> **PROBLEM TO WORK ON**
Can you find every row below that contains the word "with" and copy each one in full? Count only matches in the same case.

> **DATASET RECORDS**
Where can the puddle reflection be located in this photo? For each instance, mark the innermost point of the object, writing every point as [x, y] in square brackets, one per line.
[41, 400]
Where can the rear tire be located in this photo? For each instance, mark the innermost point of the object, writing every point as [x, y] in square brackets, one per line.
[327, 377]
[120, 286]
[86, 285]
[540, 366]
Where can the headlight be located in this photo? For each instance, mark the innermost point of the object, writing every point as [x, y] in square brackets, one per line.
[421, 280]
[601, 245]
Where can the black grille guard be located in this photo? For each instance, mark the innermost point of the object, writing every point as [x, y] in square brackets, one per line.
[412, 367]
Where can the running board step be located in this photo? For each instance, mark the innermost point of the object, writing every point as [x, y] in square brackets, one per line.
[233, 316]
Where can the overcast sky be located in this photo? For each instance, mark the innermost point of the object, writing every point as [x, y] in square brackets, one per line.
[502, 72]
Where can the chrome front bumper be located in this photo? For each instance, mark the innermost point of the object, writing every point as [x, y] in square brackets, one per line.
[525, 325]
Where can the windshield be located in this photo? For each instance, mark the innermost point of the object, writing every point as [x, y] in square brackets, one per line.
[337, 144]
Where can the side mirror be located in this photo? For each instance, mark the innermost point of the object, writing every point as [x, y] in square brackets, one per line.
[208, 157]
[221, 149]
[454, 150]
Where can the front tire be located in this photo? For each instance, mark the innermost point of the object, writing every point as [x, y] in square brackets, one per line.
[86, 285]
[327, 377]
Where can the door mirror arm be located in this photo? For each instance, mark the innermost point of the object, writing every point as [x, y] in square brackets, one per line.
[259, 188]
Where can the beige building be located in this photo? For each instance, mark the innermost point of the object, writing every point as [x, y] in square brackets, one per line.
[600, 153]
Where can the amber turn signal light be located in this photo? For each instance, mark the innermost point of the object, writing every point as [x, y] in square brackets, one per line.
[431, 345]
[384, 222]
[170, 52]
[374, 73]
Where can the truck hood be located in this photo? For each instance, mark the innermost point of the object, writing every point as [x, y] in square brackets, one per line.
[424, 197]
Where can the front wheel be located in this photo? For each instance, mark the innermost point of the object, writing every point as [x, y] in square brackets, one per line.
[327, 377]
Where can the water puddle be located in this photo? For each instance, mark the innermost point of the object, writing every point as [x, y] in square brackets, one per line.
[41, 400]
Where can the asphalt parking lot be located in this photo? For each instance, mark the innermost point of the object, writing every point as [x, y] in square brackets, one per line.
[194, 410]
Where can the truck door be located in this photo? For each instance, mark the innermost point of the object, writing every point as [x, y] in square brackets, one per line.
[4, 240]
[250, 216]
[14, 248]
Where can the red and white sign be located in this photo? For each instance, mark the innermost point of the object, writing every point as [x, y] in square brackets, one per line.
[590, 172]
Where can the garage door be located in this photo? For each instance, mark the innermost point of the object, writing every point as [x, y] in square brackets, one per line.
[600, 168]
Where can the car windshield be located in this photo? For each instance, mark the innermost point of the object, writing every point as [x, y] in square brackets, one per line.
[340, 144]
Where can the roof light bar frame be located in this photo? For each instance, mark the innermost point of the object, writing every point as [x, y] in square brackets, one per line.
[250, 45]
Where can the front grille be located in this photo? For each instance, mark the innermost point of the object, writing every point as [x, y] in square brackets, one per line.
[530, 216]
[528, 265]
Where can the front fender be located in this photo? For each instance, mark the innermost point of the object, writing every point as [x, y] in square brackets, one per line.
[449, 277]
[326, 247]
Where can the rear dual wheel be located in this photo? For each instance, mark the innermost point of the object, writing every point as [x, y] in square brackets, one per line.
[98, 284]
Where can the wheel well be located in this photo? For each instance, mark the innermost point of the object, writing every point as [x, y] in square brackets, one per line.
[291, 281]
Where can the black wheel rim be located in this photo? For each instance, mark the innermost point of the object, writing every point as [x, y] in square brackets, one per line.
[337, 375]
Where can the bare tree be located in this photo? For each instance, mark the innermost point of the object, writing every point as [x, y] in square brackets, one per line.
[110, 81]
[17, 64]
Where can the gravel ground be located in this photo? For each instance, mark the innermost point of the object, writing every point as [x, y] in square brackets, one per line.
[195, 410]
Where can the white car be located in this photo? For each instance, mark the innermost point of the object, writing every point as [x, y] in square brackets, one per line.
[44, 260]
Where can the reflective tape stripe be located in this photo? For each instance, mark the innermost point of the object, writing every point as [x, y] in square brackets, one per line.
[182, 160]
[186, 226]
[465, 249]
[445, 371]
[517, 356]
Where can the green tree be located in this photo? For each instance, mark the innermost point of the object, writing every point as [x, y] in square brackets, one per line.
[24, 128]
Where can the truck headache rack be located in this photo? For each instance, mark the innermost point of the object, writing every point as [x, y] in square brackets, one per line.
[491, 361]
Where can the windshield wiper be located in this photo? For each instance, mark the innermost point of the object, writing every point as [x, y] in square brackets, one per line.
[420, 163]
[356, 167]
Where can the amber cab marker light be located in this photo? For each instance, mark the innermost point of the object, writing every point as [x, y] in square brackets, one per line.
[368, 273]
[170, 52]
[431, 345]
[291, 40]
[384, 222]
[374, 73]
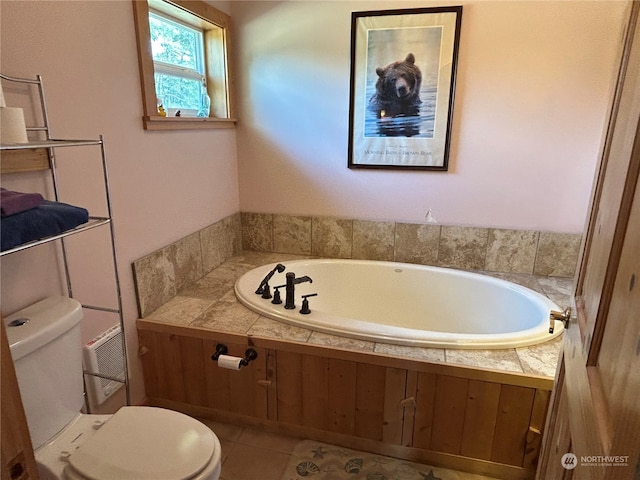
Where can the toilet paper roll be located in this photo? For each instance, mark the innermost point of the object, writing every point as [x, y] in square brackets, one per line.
[227, 361]
[12, 126]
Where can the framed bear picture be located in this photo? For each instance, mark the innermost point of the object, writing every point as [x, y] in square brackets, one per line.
[403, 70]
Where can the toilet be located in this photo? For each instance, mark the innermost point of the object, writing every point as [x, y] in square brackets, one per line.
[145, 443]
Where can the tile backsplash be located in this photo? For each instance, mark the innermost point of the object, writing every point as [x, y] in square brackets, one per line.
[466, 248]
[160, 275]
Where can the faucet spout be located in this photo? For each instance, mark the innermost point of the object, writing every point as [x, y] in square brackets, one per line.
[290, 286]
[263, 288]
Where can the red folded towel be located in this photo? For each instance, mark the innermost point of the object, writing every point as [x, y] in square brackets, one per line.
[16, 202]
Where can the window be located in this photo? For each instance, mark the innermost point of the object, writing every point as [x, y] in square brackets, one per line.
[182, 51]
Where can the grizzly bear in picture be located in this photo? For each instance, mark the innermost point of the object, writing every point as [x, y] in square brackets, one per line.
[397, 89]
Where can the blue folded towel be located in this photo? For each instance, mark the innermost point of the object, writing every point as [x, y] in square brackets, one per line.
[16, 202]
[45, 220]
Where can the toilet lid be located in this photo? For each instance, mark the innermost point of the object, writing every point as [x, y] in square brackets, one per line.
[145, 443]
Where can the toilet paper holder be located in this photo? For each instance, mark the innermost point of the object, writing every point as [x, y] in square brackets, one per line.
[249, 355]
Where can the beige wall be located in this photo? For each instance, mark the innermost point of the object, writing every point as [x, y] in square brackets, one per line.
[532, 95]
[165, 185]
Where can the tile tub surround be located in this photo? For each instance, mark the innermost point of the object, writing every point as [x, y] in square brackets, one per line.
[210, 303]
[465, 248]
[159, 276]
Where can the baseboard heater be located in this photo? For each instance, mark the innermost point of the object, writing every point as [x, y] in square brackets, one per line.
[104, 355]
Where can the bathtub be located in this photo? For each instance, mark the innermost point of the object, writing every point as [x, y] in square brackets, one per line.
[406, 304]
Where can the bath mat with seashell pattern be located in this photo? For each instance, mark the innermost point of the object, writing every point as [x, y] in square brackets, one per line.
[320, 461]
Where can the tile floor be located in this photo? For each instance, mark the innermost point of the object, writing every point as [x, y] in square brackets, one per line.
[253, 454]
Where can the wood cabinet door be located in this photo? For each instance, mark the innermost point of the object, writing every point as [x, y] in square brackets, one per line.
[595, 417]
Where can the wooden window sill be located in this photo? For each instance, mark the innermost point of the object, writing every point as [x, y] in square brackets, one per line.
[186, 123]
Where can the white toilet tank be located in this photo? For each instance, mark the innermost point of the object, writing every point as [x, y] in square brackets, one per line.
[47, 353]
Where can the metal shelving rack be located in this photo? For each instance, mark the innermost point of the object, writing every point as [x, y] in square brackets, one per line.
[49, 145]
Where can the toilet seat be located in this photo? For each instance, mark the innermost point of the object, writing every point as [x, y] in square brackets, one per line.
[146, 443]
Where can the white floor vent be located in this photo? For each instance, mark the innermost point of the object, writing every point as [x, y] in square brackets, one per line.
[104, 355]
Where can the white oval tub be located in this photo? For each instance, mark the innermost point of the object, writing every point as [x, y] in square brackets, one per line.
[406, 304]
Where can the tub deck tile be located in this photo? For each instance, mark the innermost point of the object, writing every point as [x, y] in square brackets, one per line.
[418, 353]
[499, 359]
[344, 343]
[227, 315]
[211, 303]
[180, 310]
[541, 359]
[265, 327]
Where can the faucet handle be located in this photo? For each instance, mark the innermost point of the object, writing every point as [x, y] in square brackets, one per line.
[305, 310]
[276, 295]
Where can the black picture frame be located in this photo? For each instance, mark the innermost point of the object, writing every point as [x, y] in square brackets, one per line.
[403, 72]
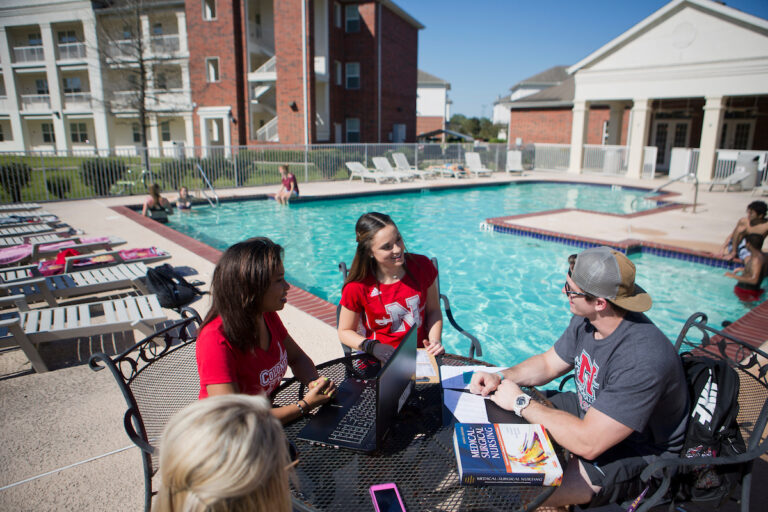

> **EXERCISE RESULT**
Where can the bath mat with seashell pattern be located in this photo? For each instance, mark the innermost point of the object, writing every point as [x, y] in square brackets, one per line.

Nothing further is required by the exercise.